PROMPT: Please revise the lines below, replacing every "put a dot on each instance" with "mark every instance with a point" and leaving everything else unchanged.

## Begin DATA RECORDS

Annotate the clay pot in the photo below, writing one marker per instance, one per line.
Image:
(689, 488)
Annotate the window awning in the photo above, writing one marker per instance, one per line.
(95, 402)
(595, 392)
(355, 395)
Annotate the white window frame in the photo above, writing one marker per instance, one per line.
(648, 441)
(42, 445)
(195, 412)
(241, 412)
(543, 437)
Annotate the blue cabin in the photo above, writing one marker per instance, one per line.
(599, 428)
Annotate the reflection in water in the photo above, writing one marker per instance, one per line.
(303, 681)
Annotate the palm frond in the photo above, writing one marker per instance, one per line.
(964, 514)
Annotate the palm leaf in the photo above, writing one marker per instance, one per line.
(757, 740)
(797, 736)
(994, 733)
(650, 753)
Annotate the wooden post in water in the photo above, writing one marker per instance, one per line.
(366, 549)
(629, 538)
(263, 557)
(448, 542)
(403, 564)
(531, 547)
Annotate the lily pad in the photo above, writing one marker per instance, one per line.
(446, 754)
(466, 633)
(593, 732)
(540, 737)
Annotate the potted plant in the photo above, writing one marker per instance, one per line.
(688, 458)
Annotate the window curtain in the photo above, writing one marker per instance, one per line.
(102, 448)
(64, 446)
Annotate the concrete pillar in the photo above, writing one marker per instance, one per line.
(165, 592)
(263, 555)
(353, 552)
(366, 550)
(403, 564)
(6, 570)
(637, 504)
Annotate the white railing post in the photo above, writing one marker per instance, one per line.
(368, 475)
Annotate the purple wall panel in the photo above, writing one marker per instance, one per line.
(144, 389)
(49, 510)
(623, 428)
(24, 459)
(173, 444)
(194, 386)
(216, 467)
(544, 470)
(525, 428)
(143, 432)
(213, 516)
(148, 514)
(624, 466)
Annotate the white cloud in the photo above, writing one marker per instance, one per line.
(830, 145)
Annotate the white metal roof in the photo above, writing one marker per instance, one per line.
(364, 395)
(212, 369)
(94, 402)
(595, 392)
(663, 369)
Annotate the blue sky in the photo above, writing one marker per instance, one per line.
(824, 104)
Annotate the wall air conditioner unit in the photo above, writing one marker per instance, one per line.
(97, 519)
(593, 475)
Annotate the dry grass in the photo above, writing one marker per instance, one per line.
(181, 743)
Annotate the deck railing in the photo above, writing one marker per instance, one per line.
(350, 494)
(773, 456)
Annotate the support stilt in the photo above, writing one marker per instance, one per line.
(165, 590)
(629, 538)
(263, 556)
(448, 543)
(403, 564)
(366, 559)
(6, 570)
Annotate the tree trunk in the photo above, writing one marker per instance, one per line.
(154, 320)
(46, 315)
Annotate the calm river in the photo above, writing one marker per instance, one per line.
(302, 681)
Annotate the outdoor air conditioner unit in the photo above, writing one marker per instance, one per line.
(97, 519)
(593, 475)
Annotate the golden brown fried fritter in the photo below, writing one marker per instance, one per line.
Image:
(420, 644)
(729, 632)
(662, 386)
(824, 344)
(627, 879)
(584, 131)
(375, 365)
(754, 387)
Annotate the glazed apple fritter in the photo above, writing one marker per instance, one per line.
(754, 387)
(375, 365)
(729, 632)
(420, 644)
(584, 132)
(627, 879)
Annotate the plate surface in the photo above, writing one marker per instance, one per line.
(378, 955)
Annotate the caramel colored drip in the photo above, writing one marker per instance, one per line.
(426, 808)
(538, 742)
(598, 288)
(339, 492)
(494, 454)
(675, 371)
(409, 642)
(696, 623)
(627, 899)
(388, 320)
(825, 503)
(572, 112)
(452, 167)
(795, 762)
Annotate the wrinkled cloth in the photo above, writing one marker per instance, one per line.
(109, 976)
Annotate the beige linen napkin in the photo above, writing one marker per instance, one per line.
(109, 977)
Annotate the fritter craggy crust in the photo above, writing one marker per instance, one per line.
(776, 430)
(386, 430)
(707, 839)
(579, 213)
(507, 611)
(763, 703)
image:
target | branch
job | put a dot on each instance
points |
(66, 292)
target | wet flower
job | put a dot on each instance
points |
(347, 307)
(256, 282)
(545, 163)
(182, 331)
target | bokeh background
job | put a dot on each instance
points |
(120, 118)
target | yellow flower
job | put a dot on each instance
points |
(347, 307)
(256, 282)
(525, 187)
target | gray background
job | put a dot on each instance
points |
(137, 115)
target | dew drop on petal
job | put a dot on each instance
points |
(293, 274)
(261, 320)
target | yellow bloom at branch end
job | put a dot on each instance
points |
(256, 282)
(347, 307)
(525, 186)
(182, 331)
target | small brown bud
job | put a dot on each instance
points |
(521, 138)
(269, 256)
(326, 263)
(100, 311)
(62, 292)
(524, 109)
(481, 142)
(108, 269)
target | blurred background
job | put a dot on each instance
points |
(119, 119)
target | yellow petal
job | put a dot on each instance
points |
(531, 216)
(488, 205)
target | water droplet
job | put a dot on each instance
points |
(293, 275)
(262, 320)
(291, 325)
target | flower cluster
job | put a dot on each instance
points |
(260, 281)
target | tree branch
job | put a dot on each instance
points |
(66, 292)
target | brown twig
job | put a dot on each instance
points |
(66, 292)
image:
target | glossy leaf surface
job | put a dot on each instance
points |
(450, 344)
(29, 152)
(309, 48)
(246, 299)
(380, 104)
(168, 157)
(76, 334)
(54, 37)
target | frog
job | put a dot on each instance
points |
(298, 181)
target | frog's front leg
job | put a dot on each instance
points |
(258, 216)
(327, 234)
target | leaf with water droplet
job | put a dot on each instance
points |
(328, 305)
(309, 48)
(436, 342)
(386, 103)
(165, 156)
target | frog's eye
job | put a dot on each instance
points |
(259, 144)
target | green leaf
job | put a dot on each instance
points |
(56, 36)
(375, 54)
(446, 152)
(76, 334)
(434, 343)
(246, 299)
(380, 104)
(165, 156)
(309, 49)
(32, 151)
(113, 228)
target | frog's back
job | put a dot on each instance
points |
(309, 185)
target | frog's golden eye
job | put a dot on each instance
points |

## End DATA RECORDS

FULL OUTPUT:
Annotate the clay pot in the photo below, writing one marker per instance, one per line.
Image:
(689, 488)
Annotate the window awning in the photo above, writing one marker per instance, one per line.
(95, 402)
(595, 392)
(355, 395)
Annotate the white window frame in the photo above, writing one marker per instance, one per line.
(648, 441)
(42, 445)
(195, 412)
(241, 412)
(543, 437)
Annotate the blue cabin in the photo above, writing one marker per instance, one per line.
(599, 428)
Annotate the reflection in water in the photo above, writing one marker per instance, one per line.
(303, 681)
Annotate the palm frond in the photo above, writing one marker per instance, one per line.
(964, 514)
Annotate the palm leaf in the photo above, writing one marker per instance, one per line.
(757, 740)
(797, 736)
(994, 733)
(650, 753)
Annotate the wooden post in water in the photo above, writing one marker per instance, one per line.
(366, 549)
(629, 538)
(263, 557)
(448, 542)
(403, 564)
(531, 547)
Annotate the lily pad in the photo above, writing one marker per instance, one per line.
(446, 754)
(466, 633)
(593, 732)
(540, 737)
Annotate the potted plant in the photo above, writing one marker per instance, one per line.
(688, 458)
Annotate the window curtain in the photo above, writing one marker per instance, one per line.
(102, 448)
(64, 446)
Annotate the concrete pillar in the photo above, writing one marker per instance, one per line.
(165, 592)
(263, 555)
(353, 552)
(366, 550)
(403, 564)
(6, 570)
(637, 504)
Annotate the white railing post in the photo above, writing one marker per instance, one per line.
(368, 475)
Annotate the purple wall panel in the photo above, writing one marker per instance, one per line.
(144, 389)
(49, 510)
(623, 428)
(24, 459)
(173, 444)
(194, 386)
(216, 467)
(544, 470)
(525, 428)
(143, 432)
(213, 516)
(148, 514)
(624, 466)
Annotate the white cloud in the photo above, writing one marker per instance, one per line.
(830, 145)
Annotate the white metal roof in the photo above, writing one marker per instance, one per line.
(364, 395)
(212, 369)
(94, 402)
(595, 392)
(663, 369)
Annotate the blue sky in the photo above, writing one marker per instance, one per line.
(824, 104)
Annotate the wall air conditioner unit in the photo above, writing one marker per instance, one per line.
(97, 519)
(593, 475)
Annotate the dry grass in the photo above, writing one marker per instance, one per line.
(181, 743)
Annotate the deck railing in the photo above, writing one marker per instance, one per line.
(350, 494)
(773, 456)
Annotate the support stilt in the photo above, writing one marker per instance, one per line.
(165, 590)
(629, 538)
(263, 556)
(448, 543)
(403, 564)
(366, 559)
(6, 570)
Annotate the tree trunk in the photo above, writing one marker per instance, one per line.
(154, 320)
(46, 315)
Annotate the calm river in the photo above, writing one marker per instance, one per line.
(302, 681)
Annotate the outdoor air conditioner unit in the photo above, writing one marker per instance, one per line.
(97, 519)
(593, 475)
Annotate the golden brown fried fritter in the photo below, writing one marker per instance, one per line.
Image:
(420, 644)
(729, 632)
(662, 386)
(824, 344)
(627, 879)
(584, 131)
(375, 365)
(754, 387)
Annotate the glazed apple fritter in the photo above, writing one marker per instance, one per line.
(754, 387)
(375, 365)
(729, 632)
(420, 644)
(584, 132)
(627, 879)
Annotate the plate surface in the photo above, writing one marker per instance, one per line.
(378, 955)
Annotate the caramel colored drip in the photo above, writing one marker per instance, one per line.
(426, 808)
(538, 742)
(598, 288)
(339, 492)
(494, 454)
(675, 371)
(409, 642)
(696, 623)
(627, 899)
(388, 320)
(825, 503)
(572, 112)
(452, 167)
(795, 762)
Annotate the wrinkled cloth in the photo above, writing one marker per instance, one per line.
(109, 976)
Annotate the beige linen napkin in the photo above, writing one marker per instance, one per line.
(109, 977)
Annotate the fritter craggy crust in the photo above, writing one marker per instance, one per line.
(776, 430)
(386, 430)
(707, 839)
(579, 213)
(507, 611)
(763, 703)
image:
target | branch
job | mark every instance with a point
points |
(66, 292)
target | wet flower
job | mark every instance with a point
points |
(347, 307)
(256, 282)
(545, 163)
(182, 331)
target | bokeh background
job | mark every instance with a point
points |
(120, 118)
target | yellow flower
job | mark every instance with a point
points |
(347, 307)
(256, 282)
(525, 187)
target | gray background
job | mark every instance with a point
points |
(137, 115)
target | dew drop on petal
job | mark every instance with a point
points |
(293, 274)
(261, 320)
target | yellow bloom at branch end
job | mark every instance with a point
points |
(256, 282)
(347, 307)
(525, 186)
(182, 331)
target | small brown bud
job | mark every instance with a point
points |
(521, 138)
(269, 256)
(326, 263)
(100, 311)
(62, 292)
(524, 109)
(481, 142)
(108, 269)
target | blurred background
job | mark every instance with a point
points |
(119, 119)
target | yellow petal
job | mark every instance with a point
points |
(531, 216)
(488, 205)
target | water droplet
job | mark every instance with a point
points |
(293, 275)
(262, 320)
(291, 325)
target | flower cluster
job | mark every instance with a point
points |
(260, 281)
target | tree branch
job | mark every instance with a point
points |
(66, 292)
target | brown twig
job | mark every instance with a point
points |
(66, 292)
image:
target | glossy leaf surface
job | mark every instance with a point
points |
(450, 344)
(29, 152)
(309, 48)
(246, 299)
(380, 104)
(168, 157)
(76, 334)
(54, 37)
target | frog
job | mark every instance with a point
points |
(298, 181)
target | frog's front leg
job | mark every instance with a point
points |
(258, 216)
(327, 234)
target | leaf with water droplet
job | mark every instance with a point
points |
(328, 305)
(309, 48)
(436, 342)
(386, 103)
(165, 156)
target | frog's eye
job | mark every instance with a point
points |
(259, 144)
target | green leaf
job | mark every instance with a point
points |
(56, 36)
(375, 54)
(446, 152)
(76, 334)
(434, 343)
(246, 299)
(380, 104)
(165, 156)
(309, 49)
(32, 151)
(113, 228)
target | frog's back
job | mark every instance with a point
points |
(309, 185)
target | frog's golden eye
job | mark every instance with a point
points |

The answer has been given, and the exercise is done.